## WORK INSTRUCTION A
From the article below on racial and ethnic disparities in multiple sclerosis, list every organization it names.
## WORK INSTRUCTION B
Answer these questions from the multiple sclerosis article below:
(i) How many people added to the registry did Rivera present characteristics for?
(ii) What EDSS score marks substantial disability?
(iii) What percentage of the patient group was treated with disease-modifying therapies?

## DOCUMENT SEGMENT
::::::::
#AANAM – Disease Severity, Job Loss Higher in Black Than White Patients in US
African Americans with relapsing-remitting multiple sclerosis (RRMS) are more likely than white patients — despite comparable disease durations and education levels — to be unemployed or earning less than $15,000 a year, and to have more severe disability, an analysis found.
And Hispanics in the U.S., especially Black Hispanics, are less likely to use disease-modifying MS treatments than are other racial or ethnic patient groups.
These findings “show disparities of sociodemographic and clinical characteristics of patients with MS,” said Victor Rivera, MD, a professor at Baylor College of Medicine, during their presentation at the annual meeting of the American Academy of Neurology (AAN), running online through April 22.
Rivera’s talk was titled, “Sociodemographic and Clinical Characteristics of Patients With Multiple Sclerosis by Race and Ethnicity (NARCRMS Registry).” The analysis was funded by Biogen.
The North American Registry for Care and Research in Multiple Sclerosis (NARCRMS) is a physician-based registry with health and demographic data on MS patients between the ages of 18 and 50 in the U.S. and Canada.
Rivera presented clinical and demographic characteristics of 722 people added to this registry between late 2016 and mid-2020. These patients had a mean age of 40.1, and 71% were female.
Of the 695 patients living in the U.S., 84% were white and 11% were Black, and about a quarter were ethnically Hispanic. The amount of time since symptom onset and diagnosis was comparable between Black and white patients.
These two groups also had similar levels of education, but unemployment rates were significantly higher among Blacks (8% vs. 3%). Black MS patients were also significantly more likely to have an annual income of less than $15,000 compared with white patients (16% vs. 6%). Income rates were lowest among Black Hispanics than other racial or ethnic groups.
“Occupation and income status are disparate between Black/African American and white patients with MS, despite comparable educational attainment,” Rivera said.
Most of these patients (73%) had relatively mild disability, as evidenced by a score of 2.5 or lower on the Expanded Disability Status Scale (EDSS).
But rates of substantial disability — an EDSS score of 4.0 or higher — were more than twice as high among Black with RRMS than whites (21% vs. 10%). Hispanics had slightly higher substantial disability than did non-Hispanics (14% vs. 10%).
“Black/African American patients present with more severe MS-related disability than do white patients,” Rivera said.
A majority of this patient group, 57%, were treated with oral or injectable disease-modifying therapies (DMTs), or treatments proven in clinical trials to ease the course of MS.
Rates of DMT use, however, were significantly lower among Hispanics than non-Hispanics (43% vs. 62%), and lowest among Black Hispanics (26%) of all these racial or ethnic groups. Across ethnicities, rates of DMT use were lower among Black patients than whites.
“Fewer Hispanic than non-Hispanic patients with MS, and fewer Black/African American than white patients with MS, are treated with disease-modifying therapies,” Rivera concluded.
::::::::
## DATA SUPPLIED
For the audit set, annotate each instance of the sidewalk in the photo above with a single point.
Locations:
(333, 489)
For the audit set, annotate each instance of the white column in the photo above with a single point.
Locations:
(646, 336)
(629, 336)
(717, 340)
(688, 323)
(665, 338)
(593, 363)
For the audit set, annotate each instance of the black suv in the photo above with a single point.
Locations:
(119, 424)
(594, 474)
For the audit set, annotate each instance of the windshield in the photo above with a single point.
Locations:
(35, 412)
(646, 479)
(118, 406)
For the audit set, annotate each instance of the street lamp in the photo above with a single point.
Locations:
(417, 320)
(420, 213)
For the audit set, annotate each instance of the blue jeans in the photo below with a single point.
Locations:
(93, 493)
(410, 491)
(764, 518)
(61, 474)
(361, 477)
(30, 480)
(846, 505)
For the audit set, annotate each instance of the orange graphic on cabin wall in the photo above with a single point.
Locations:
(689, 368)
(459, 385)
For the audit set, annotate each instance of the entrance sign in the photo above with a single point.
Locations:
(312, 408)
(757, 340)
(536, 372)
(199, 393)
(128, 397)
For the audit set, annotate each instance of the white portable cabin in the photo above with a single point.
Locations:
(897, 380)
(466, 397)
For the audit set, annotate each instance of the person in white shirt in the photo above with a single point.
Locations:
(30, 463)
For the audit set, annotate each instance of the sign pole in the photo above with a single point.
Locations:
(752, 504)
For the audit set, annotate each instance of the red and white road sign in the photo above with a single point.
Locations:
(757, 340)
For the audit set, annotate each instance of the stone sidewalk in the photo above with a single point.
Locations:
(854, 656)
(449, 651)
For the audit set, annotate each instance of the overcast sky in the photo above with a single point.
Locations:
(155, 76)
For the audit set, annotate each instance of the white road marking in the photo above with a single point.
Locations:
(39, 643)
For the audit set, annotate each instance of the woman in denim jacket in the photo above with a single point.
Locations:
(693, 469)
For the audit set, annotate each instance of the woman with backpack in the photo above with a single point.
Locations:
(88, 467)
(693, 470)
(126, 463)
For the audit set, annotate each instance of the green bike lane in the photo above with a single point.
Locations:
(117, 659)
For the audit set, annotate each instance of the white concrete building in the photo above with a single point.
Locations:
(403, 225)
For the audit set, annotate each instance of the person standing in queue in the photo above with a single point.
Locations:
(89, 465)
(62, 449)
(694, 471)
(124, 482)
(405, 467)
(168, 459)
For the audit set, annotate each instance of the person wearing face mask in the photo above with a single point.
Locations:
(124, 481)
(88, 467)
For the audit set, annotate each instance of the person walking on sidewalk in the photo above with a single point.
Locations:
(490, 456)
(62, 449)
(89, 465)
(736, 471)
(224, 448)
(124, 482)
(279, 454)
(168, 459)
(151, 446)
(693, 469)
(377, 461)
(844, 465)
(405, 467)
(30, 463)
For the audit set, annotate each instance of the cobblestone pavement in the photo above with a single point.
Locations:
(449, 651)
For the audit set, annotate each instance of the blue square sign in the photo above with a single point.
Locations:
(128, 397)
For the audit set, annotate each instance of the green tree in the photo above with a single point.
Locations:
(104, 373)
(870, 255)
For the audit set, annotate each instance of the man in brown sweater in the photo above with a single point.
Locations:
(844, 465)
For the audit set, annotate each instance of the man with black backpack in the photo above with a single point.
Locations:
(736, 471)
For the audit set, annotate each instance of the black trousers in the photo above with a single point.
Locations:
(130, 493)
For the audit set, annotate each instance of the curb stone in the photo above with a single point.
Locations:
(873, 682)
::::::::
## TASK RESULT A
Baylor College of Medicine
American Academy of Neurology (AAN)
Biogen
North American Registry for Care and Research in Multiple Sclerosis (NARCRMS)

## TASK RESULT B
(i) 722
(ii) 4.0 or higher
(iii) 57%